Excerpts from a location annotation dataset
------------------------------------------------------------------------

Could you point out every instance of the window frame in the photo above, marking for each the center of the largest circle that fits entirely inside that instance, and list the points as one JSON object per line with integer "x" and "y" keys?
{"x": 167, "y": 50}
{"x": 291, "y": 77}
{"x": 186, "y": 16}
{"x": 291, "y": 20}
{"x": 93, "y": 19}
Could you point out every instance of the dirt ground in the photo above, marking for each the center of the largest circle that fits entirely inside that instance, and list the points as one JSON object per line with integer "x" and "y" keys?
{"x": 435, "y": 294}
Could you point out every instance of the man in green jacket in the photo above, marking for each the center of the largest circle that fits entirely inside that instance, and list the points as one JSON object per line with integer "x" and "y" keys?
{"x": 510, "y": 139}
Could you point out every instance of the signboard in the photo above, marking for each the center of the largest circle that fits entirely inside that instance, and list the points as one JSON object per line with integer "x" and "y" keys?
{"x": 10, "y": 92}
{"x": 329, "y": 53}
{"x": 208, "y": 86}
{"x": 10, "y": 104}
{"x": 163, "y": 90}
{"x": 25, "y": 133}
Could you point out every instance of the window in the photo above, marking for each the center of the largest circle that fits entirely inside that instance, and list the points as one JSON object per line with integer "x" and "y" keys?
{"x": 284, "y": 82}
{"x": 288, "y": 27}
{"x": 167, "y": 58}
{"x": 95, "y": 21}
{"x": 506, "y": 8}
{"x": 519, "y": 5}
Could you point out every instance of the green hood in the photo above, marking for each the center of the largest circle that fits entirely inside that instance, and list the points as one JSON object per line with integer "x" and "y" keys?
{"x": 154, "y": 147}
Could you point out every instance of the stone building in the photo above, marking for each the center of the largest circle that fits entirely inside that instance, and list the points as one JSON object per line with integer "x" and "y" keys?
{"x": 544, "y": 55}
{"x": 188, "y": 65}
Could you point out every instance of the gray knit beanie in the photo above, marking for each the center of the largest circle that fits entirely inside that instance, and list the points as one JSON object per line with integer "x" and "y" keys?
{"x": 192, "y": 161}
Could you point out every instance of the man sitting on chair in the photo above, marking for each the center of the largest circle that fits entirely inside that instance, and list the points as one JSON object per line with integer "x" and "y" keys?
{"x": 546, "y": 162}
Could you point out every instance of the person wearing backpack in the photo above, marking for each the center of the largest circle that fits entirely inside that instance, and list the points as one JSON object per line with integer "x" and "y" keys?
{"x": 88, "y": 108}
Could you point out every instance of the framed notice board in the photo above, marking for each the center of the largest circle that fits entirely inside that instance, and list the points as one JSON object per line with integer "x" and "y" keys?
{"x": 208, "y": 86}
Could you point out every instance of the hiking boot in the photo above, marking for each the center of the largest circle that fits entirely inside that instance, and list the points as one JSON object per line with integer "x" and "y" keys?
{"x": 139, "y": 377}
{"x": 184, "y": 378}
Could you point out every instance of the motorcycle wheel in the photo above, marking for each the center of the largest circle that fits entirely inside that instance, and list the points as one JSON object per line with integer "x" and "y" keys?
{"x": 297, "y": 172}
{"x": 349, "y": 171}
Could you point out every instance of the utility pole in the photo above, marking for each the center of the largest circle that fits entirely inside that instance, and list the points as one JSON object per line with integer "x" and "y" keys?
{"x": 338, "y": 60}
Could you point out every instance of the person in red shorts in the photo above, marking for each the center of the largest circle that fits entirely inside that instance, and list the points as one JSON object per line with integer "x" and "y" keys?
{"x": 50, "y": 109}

------------------------------------------------------------------------

* _REQUIRED TASK_: Reproduce every one of the rows above word for word, without changing anything.

* _TASK SOLUTION_:
Could you point out every instance of the window frame in the photo above, marking for each the center of the largest circle that fits entirely inside that instance, and list the points as one JSON object per line with integer "x" and "y" keys?
{"x": 167, "y": 50}
{"x": 291, "y": 77}
{"x": 186, "y": 16}
{"x": 291, "y": 20}
{"x": 93, "y": 19}
Could you point out every instance of the dirt ground in the photo above, marking for each the center of the largest circle that fits entirely inside that instance, and list the points as one JSON object per line with integer "x" and "y" keys?
{"x": 435, "y": 294}
Could you point out every instance of the man in green jacket in the photo above, marking for each the center of the largest circle that fits entirely inside that instance, and list the points as one JSON object per line with integer "x" and "y" keys?
{"x": 510, "y": 139}
Could you point out every instance of the signboard in the photo above, marking for each the center of the largest circle that fits entirely inside that instance, and list the points as one JSON object per line with integer "x" and "y" keys?
{"x": 10, "y": 92}
{"x": 329, "y": 53}
{"x": 208, "y": 86}
{"x": 10, "y": 104}
{"x": 163, "y": 90}
{"x": 25, "y": 133}
Could you point out every instance of the window in the photo above, marking for each the center of the largest circle that fits entirely inside that instance, and list the points as one JSON object per line with integer "x" and "y" keys?
{"x": 284, "y": 82}
{"x": 288, "y": 27}
{"x": 167, "y": 58}
{"x": 95, "y": 21}
{"x": 506, "y": 8}
{"x": 519, "y": 5}
Could you point out every instance of the green hood in the photo above, marking for each the center of the largest circle that fits entirely inside that instance, and list the points as one JSON object per line with integer "x" and "y" keys?
{"x": 154, "y": 147}
Could you point out every instance of the stone building in the photo above, marking for each the center of the largest circle that fits entirely inside that instance, and list the points as one JSON object per line with integer "x" and "y" keys?
{"x": 544, "y": 55}
{"x": 188, "y": 65}
Could you point out every instance of the gray knit beanie in the photo above, marking for each the center of the largest circle that fits entirely inside that instance, and list the points as one JSON object per line with integer "x" and "y" keys?
{"x": 192, "y": 161}
Could you point out every instance of the man sitting on chair in the photo above, marking for each the center of the largest circle that fits entirely inside that instance, and list the points as one JSON object per line with integer "x" and "y" keys?
{"x": 546, "y": 162}
Could you point out every instance of the person wearing backpack in the photo above, marking for each the center of the largest circle that fits entirely inside that instance, and list the points as one JSON object per line with integer "x" and "y" keys?
{"x": 88, "y": 108}
Could you point out every instance of the framed notice board in the photo above, marking for each the center of the largest circle that fits entirely inside that instance, and list the points as one JSON object per line with integer "x" and "y" keys?
{"x": 208, "y": 86}
Could you point out every instance of the hiking boot in the photo above, marking for each the center of the largest circle that fits entirely inside that instance, and list the points as one JSON object per line with integer "x" and "y" keys?
{"x": 139, "y": 377}
{"x": 184, "y": 378}
Could you point out every instance of the motorcycle wheel in the photo above, marking for each the center of the largest circle that fits entirely inside that instance, and list the points as one JSON object per line with integer "x" and "y" keys?
{"x": 297, "y": 172}
{"x": 349, "y": 171}
Could you point out every instance of the utility pole in the photo above, marking for each the center of the largest circle that fits entirely inside that instance, and list the points as one JSON object per line with integer "x" and "y" keys?
{"x": 338, "y": 60}
Could you point out every instance of the person in red shorts in the photo above, marking for each the center of the largest circle that fits entirely inside that instance, and list the points as one JSON object per line with integer "x" and "y" keys?
{"x": 50, "y": 109}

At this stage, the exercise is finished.